The rise of high performance computing clusters, public access to supercomputing facilities and cloud computing and storage removes many of the computational barriers associated with Landsat data. The ability to create user friendly applications that interacts with these computing services eliminates additional barriers associated with data manipulation and enables users with minimal technical coding skills to access and process data. We capitalize on the abilities of high performance computing resources and web-based software to provide a Landsat derived conterminous U.S. (CONUS), 30-m resolution, NDVI product (
Figure 1). We use Landsat 5 ETM, 7 ETM+, and 8 OLI sensors, with a user specified climatology (historic NDVI value limited by a user-defined time-period) for temporal smoothing, and Google Earth Engine (a cloud-based geospatial platform for planetary-scale data analysis) for rapid data processing and visualization [
5], to produce 16 day NDVI composites from 1984 to 2016. We validate the NDVI product by comparing against other established remote sensing products across multiple spatial scales. The resulting NDVI record enables greater use of Landsat data in answering crucial ecological questions across broad spatio-temporal scales at a higher level of spatial detail than possible with other currently available NDVI products. While Landsat composite products exist (e.g., the Web Enabled Landsat Data product [
6] and the ability to create simple mean/median/max composites) our product improves upon these with the novel gap-filling and smoothing approaches (
Figure 2). Additionally, we make the composites available through a dynamic web application, allowing users to customize key parameters to produce NDVI composites more suited to specific regions or ecological questions.

## YOUR OBJECTIVE
Write the next part of the excerpt on the Landsat NDVI product.

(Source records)
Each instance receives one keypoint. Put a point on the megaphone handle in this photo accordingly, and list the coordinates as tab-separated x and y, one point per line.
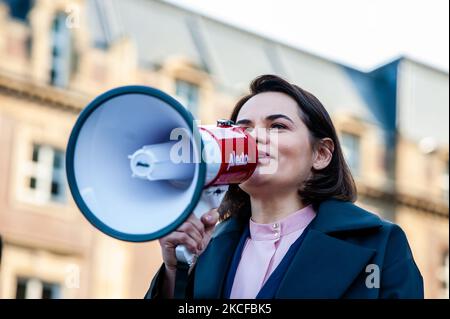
211	198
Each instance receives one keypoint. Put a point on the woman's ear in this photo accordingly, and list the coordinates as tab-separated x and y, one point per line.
323	153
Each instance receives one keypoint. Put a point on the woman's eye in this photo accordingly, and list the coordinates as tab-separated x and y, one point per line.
247	128
277	126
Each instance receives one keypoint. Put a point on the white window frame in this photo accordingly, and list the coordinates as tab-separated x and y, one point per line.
34	288
45	174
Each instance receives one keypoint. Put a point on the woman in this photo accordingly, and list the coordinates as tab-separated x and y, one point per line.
295	233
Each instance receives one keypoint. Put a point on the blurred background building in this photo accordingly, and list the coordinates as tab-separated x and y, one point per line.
56	55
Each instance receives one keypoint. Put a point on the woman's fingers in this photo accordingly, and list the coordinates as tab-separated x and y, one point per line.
210	220
196	223
191	231
180	238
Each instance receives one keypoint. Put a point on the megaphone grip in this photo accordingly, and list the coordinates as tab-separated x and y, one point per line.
211	198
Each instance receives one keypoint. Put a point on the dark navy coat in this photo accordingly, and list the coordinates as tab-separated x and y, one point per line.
342	254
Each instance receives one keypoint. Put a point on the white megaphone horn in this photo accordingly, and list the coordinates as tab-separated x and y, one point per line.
138	164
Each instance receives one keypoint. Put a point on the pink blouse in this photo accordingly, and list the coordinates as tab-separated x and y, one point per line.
264	250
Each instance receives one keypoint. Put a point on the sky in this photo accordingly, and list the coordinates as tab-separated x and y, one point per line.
360	33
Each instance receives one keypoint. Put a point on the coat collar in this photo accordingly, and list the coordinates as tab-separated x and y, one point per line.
324	265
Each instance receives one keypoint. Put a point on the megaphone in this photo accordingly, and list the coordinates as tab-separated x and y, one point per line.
138	164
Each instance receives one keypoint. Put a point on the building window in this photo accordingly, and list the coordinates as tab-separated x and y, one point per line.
33	288
443	275
63	57
445	182
351	148
45	174
187	94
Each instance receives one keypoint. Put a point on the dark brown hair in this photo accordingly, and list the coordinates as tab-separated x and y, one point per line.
334	181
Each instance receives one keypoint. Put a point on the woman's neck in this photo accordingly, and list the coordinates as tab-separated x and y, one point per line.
269	209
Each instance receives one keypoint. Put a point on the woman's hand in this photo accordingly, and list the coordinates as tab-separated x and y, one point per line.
193	233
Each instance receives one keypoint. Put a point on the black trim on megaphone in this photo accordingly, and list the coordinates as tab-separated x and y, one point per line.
97	102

## EXPECTED ANSWER
4. Discussion
The first-ever 16-day continuous and customizable Landsat derived NDVI composites produced here (30 m resolution for CONUS; 1984–2016) overcome many of the previous barriers of working with Landsat imagery (e.g., obtaining current or historical images; managing overlapping scenes; image storage and processing; etc.), permitting ecologists to focus time and effort on specific questions rather than data/imagery manipulation. The composites are well correlated with other observational benchmarks, including in situ phenocam observations of local vegetation conditions and coarser satellite observations from MODIS (MOD13Q1), demonstrating product capabilities for tracking greenness trends from local to regional extents. Fine spatial resolution products such as these, with a longer historical record (
Figure 3), open the door to numerous analytical possibilities and applications, ranging from change detection (
Figure S3) to conservation monitoring to ecosystem assessment [
32,
33,
34]. The ability to customize the NDVI composite, per user specification, grants the use of a priori knowledge of the region to obtain the most suitable composite for the question at hand, producing an application ready product without the need for post-processing.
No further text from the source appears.